Records extracted from a collection:

-- begin --

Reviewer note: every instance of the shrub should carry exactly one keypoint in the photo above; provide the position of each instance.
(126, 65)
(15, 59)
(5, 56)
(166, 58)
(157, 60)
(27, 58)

-- end --

» **Set task**:
Please convert these records into a two-column CSV with the headers "request" and "answer", one row per request. Put the request text and its answer each in a single quoted field, replacing any line breaks with spaces.

» **Exercise answer**:
request,answer
"Reviewer note: every instance of the shrub should carry exactly one keypoint in the photo above; provide the position of each instance.","(126, 65) (15, 59) (5, 56) (166, 58) (157, 60) (27, 58)"